BEGIN INPUT RECORDS

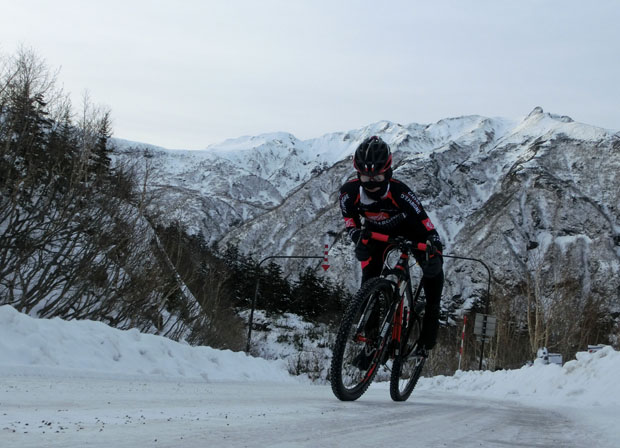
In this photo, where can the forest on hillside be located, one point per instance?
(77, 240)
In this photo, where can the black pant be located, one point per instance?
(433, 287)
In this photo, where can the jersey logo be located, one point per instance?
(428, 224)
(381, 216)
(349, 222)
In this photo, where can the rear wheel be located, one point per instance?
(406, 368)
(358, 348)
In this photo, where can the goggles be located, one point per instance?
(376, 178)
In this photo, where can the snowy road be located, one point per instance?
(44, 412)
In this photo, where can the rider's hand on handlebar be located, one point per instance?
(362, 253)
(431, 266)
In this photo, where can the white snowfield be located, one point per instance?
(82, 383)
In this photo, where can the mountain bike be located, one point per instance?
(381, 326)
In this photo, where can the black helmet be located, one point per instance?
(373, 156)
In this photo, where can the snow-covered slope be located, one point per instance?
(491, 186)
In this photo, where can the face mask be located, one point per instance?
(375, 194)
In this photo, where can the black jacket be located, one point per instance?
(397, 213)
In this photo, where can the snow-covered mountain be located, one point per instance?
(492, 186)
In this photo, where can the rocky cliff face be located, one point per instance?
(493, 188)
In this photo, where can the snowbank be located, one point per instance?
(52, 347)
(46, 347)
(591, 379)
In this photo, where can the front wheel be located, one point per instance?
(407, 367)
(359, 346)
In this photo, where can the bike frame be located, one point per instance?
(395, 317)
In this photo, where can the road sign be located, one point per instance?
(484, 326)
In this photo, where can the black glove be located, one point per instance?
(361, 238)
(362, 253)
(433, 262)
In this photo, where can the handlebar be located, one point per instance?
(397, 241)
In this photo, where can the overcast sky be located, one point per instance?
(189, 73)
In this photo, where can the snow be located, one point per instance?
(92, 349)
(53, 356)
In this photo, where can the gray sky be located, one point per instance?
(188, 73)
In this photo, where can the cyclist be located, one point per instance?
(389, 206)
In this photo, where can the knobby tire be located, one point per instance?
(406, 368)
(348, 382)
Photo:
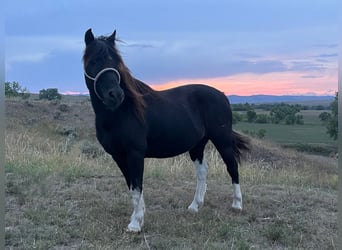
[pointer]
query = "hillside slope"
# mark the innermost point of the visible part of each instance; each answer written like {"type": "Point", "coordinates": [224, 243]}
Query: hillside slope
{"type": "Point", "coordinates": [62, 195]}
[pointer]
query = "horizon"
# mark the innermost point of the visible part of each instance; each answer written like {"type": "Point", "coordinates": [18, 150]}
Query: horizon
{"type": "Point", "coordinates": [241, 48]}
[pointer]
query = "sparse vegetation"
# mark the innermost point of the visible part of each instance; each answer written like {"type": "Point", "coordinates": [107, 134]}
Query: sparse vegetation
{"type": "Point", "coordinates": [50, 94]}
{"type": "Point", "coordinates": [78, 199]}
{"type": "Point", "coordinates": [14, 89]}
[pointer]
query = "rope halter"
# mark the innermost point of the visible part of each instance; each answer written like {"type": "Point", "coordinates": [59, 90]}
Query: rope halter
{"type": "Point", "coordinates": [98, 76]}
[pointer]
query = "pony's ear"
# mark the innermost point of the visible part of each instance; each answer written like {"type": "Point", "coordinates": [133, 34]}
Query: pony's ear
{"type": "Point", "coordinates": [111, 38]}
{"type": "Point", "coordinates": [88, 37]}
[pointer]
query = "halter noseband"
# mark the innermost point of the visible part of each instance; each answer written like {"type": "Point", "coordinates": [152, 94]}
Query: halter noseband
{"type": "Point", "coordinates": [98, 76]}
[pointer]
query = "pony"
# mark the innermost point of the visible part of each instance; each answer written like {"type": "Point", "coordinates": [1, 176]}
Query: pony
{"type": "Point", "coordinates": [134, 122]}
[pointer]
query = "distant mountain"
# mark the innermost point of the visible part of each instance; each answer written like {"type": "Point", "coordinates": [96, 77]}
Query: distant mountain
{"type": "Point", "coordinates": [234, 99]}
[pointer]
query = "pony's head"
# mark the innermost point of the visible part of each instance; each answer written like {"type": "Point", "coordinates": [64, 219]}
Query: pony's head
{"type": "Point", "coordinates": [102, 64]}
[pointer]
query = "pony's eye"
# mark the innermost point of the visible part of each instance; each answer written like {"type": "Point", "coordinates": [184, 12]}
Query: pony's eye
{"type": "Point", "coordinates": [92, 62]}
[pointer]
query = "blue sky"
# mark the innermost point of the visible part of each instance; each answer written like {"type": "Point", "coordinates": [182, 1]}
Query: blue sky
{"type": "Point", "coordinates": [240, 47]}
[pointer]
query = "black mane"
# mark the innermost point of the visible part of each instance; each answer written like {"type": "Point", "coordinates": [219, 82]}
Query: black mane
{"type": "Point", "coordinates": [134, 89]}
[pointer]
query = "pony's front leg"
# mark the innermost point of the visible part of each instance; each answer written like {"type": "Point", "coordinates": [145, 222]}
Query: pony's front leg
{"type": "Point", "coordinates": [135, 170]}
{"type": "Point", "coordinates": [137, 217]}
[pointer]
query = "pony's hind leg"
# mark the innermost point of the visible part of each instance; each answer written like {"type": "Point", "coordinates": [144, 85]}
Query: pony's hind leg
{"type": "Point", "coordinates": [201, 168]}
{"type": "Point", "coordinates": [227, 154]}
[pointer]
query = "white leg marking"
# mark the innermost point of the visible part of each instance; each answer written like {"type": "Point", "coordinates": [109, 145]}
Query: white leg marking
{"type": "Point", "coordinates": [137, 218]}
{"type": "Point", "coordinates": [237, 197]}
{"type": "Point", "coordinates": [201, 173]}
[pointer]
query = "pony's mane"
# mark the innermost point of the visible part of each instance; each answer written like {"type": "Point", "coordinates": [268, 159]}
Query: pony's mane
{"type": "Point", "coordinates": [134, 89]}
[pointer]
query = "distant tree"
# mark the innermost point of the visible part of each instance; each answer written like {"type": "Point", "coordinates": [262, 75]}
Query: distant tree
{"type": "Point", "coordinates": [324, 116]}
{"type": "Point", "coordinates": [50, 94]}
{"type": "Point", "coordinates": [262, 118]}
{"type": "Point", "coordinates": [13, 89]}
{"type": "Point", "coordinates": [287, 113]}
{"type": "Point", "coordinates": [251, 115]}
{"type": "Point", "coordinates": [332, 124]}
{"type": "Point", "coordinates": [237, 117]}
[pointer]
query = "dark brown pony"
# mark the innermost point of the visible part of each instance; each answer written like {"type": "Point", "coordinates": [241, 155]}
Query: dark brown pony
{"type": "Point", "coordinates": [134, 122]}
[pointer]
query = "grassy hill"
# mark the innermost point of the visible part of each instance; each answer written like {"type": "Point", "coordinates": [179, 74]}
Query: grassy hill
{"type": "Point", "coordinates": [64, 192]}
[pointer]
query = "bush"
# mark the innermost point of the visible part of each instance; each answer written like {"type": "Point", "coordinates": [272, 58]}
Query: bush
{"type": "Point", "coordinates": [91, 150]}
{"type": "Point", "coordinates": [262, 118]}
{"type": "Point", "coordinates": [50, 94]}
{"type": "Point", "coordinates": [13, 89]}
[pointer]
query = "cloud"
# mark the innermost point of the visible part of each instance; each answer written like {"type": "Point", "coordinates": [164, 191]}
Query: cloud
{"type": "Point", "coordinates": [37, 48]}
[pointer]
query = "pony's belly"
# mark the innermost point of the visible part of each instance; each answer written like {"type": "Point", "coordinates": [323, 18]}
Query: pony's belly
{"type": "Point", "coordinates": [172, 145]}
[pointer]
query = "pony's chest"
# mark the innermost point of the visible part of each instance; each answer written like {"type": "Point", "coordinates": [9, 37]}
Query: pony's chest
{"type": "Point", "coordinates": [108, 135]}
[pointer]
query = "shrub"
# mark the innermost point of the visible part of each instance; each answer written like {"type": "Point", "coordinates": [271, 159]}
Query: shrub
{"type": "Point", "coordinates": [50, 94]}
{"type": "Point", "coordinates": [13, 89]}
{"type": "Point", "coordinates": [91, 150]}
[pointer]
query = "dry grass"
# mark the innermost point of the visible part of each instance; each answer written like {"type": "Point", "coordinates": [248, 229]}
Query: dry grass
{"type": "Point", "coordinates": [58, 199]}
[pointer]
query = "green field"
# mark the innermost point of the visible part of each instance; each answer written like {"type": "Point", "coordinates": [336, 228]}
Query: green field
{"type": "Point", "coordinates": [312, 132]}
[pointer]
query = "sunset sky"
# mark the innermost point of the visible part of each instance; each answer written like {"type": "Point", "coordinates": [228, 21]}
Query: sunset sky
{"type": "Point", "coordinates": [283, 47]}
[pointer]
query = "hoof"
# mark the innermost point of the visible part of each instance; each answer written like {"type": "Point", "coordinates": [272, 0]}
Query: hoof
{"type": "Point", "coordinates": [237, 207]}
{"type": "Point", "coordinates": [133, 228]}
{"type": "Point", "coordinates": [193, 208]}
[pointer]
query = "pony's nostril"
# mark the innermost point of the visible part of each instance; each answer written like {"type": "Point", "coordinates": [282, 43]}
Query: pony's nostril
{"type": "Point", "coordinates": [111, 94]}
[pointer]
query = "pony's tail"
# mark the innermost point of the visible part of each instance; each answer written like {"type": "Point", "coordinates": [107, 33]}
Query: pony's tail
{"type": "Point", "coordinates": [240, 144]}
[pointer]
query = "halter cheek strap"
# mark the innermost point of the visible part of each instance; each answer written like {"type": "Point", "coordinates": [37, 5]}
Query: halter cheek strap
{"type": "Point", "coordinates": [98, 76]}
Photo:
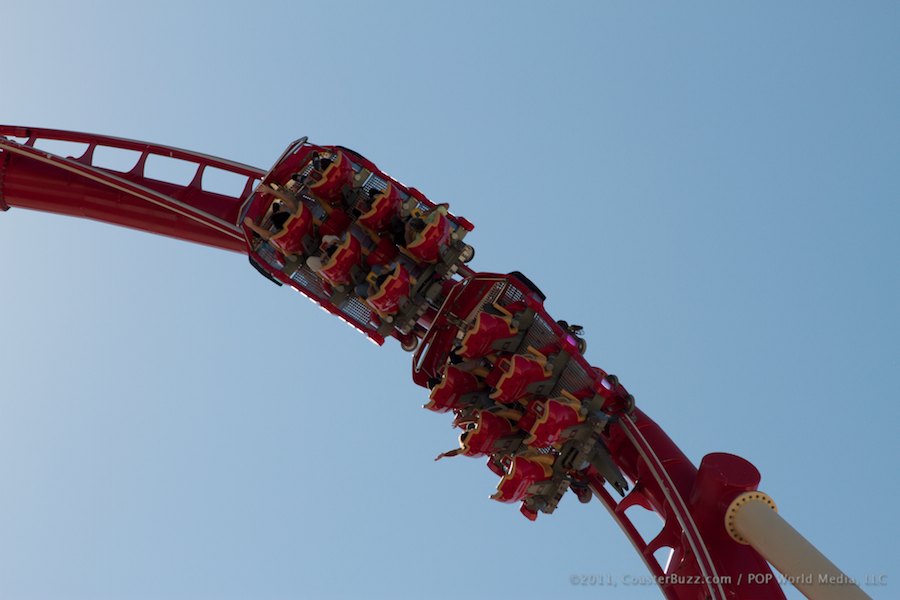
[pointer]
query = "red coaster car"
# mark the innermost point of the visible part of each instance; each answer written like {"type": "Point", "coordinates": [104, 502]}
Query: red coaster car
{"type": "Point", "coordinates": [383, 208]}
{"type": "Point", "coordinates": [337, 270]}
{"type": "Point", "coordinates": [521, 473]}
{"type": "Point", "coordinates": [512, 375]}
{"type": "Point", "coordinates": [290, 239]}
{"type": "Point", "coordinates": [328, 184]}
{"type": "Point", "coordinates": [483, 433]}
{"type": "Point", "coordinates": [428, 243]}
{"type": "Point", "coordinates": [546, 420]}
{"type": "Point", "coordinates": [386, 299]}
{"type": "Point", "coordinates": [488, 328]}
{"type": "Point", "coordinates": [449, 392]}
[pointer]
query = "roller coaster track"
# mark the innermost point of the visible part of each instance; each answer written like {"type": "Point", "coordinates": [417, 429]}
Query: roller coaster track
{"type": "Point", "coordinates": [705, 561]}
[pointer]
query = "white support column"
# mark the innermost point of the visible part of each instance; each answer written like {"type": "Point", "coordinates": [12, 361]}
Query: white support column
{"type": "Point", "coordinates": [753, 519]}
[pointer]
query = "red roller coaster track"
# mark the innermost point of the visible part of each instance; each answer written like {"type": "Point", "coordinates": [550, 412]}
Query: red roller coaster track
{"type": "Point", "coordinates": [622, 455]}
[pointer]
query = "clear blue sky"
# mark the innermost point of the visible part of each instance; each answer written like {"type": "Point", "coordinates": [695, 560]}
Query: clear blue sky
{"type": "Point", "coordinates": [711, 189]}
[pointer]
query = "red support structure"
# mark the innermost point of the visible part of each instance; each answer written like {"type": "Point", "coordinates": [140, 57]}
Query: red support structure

END INPUT RECORDS

Search the data for the string "structure" and copy out every line where it is found.

query = "red support structure"
Query: red support structure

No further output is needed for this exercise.